Dataset rows on where objects appear
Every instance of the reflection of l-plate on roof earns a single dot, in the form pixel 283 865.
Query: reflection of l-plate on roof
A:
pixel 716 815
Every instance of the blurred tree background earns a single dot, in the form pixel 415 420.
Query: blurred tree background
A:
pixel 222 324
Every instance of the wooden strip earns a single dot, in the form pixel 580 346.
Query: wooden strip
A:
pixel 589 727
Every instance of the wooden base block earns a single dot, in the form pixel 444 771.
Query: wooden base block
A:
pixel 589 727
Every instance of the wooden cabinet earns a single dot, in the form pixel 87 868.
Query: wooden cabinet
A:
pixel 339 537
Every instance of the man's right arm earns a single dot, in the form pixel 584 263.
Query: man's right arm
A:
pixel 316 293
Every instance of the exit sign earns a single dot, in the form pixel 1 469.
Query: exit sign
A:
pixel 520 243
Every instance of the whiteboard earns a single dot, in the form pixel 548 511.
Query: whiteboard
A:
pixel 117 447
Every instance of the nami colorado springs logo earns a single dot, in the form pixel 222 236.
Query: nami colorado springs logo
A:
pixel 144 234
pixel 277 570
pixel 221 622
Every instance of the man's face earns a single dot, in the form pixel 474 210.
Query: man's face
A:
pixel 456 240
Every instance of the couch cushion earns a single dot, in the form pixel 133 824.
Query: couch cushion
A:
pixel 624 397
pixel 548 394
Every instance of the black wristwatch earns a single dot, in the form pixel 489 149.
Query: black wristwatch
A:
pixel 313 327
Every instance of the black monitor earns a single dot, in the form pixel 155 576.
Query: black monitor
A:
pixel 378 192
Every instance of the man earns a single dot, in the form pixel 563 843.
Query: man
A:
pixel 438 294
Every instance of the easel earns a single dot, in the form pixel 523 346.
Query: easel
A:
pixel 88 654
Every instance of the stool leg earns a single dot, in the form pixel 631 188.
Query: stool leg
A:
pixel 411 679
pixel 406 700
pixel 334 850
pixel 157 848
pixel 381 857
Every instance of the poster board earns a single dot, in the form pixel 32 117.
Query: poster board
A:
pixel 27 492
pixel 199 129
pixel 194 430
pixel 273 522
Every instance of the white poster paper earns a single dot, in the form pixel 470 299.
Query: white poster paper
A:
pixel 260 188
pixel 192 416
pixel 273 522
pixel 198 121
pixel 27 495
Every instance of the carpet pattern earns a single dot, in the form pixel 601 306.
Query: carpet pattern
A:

### What you need to do
Turn these lines into a numbered list, omitting any blank lines.

### Complete response
1. Every instance of the reflection of l-plate on roof earns a single dot, in the form pixel 283 865.
2. Query: reflection of l-plate on roof
3. A:
4. pixel 716 815
5. Every instance of the blurred tree background earns a single dot, in the form pixel 415 420.
6. Query: blurred tree background
7. A:
8. pixel 222 324
9. Every instance of the wooden strip earns a single dot, in the form pixel 580 346.
10. Query: wooden strip
11. A:
12. pixel 589 727
13. Every instance of the wooden base block earns a single dot, in the form pixel 444 771.
14. Query: wooden base block
15. A:
16. pixel 589 727
17. Every instance of the wooden cabinet earns a single dot, in the form pixel 87 868.
18. Query: wooden cabinet
19. A:
20. pixel 339 537
21. Every instance of the man's right arm earns a single dot, in the form pixel 584 263.
22. Query: man's right arm
23. A:
24. pixel 316 293
25. Every instance of the exit sign earns a single dot, in the form pixel 1 469.
26. Query: exit sign
27. A:
28. pixel 520 243
29. Every instance of the whiteboard earns a single dot, in the form pixel 548 511.
30. Query: whiteboard
31. A:
32. pixel 117 447
33. Every instance of the nami colorado springs logo earns a single dot, in the form pixel 222 236.
34. Query: nami colorado springs logo
35. A:
36. pixel 144 234
37. pixel 277 570
38. pixel 221 622
39. Every instance of the man's face earns a single dot, in the form pixel 474 210.
40. Query: man's face
41. A:
42. pixel 456 240
43. Every instance of the couch cushion earns a single dot, in the form pixel 133 824.
44. Query: couch cushion
45. A:
46. pixel 624 397
47. pixel 548 394
48. Every instance of the black wristwatch earns a single dot, in the form pixel 489 149.
49. Query: black wristwatch
50. A:
51. pixel 313 327
52. Every instance of the black monitor earns a single dot, in the form pixel 155 576.
53. Query: black monitor
54. A:
55. pixel 378 192
56. Every instance of the man earns a single dot, in the form pixel 563 843.
57. Query: man
58. A:
59. pixel 438 294
60. Every instance of the easel earns a single dot, in the form pixel 523 346.
61. Query: easel
62. A:
63. pixel 88 654
64. Every instance of the stool leg earns a single dot, in the form pixel 631 188.
65. Query: stool leg
66. A:
67. pixel 411 679
68. pixel 406 700
69. pixel 334 850
70. pixel 157 848
71. pixel 381 857
72. Every instance of the poster board earns a single dot, in the form pixel 32 117.
73. Query: poster board
74. A:
75. pixel 27 492
76. pixel 199 129
77. pixel 194 430
78. pixel 273 522
79. Every instance of the white poster paper earns a single dot, in the form pixel 470 299.
80. Query: white poster paper
81. A:
82. pixel 260 188
83. pixel 192 416
84. pixel 273 522
85. pixel 198 121
86. pixel 27 495
87. Every instance of the carpet pattern earns a single dot, in the form pixel 601 306.
88. Query: carpet pattern
89. A:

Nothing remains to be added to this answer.